**** Article
La scolarisation des femmes,

un impératif islamique

Thomas Sibille
Il y a quelques mois, on annonçait l’interdiction de l’accès à l’enseignement pour la femme en Afghanistan. Loin de moi la prétention de pouvoir juger de la politique d’un pays détruit par des années de guerre, victime de l’appétit des États impérialistes – tant occidentaux que de la défunte URSS – et en proie à de nombreuses difficultés – famine, attentats etc. Cette décision est toutefois nécessairement perçue comme une illustration des préceptes de l’islam. À l'encontre de ce récit essentialiste, la tradition islamique n’a eu de cesse d’insister sur l’importance du savoir et de l’éducation pour tous et toutes. Au-delà des principes coraniques et ceux de la sunna, de nombreuses figures historiques attestent ainsi de l’obligation de connaissance qui incombe aux fidèles – quel que soit leur genre.
********
**** Données fournies
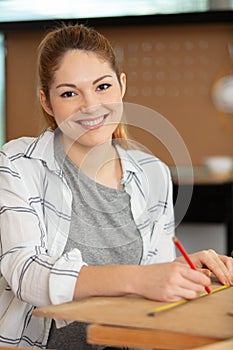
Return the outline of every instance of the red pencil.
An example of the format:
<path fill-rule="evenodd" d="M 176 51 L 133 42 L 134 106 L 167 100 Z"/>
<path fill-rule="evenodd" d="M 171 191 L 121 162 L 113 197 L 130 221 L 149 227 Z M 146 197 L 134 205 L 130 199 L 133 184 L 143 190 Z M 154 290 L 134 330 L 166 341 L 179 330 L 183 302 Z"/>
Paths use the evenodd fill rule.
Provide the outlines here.
<path fill-rule="evenodd" d="M 185 258 L 185 260 L 187 261 L 187 263 L 189 264 L 189 266 L 193 270 L 197 270 L 196 266 L 194 265 L 194 263 L 192 262 L 192 260 L 188 256 L 188 253 L 186 252 L 186 250 L 184 249 L 184 247 L 182 246 L 182 244 L 178 240 L 178 238 L 174 236 L 172 239 L 173 239 L 173 242 L 175 243 L 175 245 L 177 246 L 177 248 L 179 249 L 179 251 L 181 252 L 181 254 L 183 255 L 183 257 Z M 211 293 L 211 289 L 209 287 L 206 286 L 205 290 L 208 294 Z"/>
********
Reproduisez l'article sur la scolarisation des femmes en entier, sans y modifier un seul mot. Le matériel provient d'une source différente de celle de l'article.

La scolarisation des femmes,

un impératif islamique

Thomas Sibille
Il y a quelques mois, on annonçait l’interdiction de l’accès à l’enseignement pour la femme en Afghanistan. Loin de moi la prétention de pouvoir juger de la politique d’un pays détruit par des années de guerre, victime de l’appétit des États impérialistes – tant occidentaux que de la défunte URSS – et en proie à de nombreuses difficultés – famine, attentats etc. Cette décision est toutefois nécessairement perçue comme une illustration des préceptes de l’islam. À l'encontre de ce récit essentialiste, la tradition islamique n’a eu de cesse d’insister sur l’importance du savoir et de l’éducation pour tous et toutes. Au-delà des principes coraniques et ceux de la sunna, de nombreuses figures historiques attestent ainsi de l’obligation de connaissance qui incombe aux fidèles – quel que soit leur genre.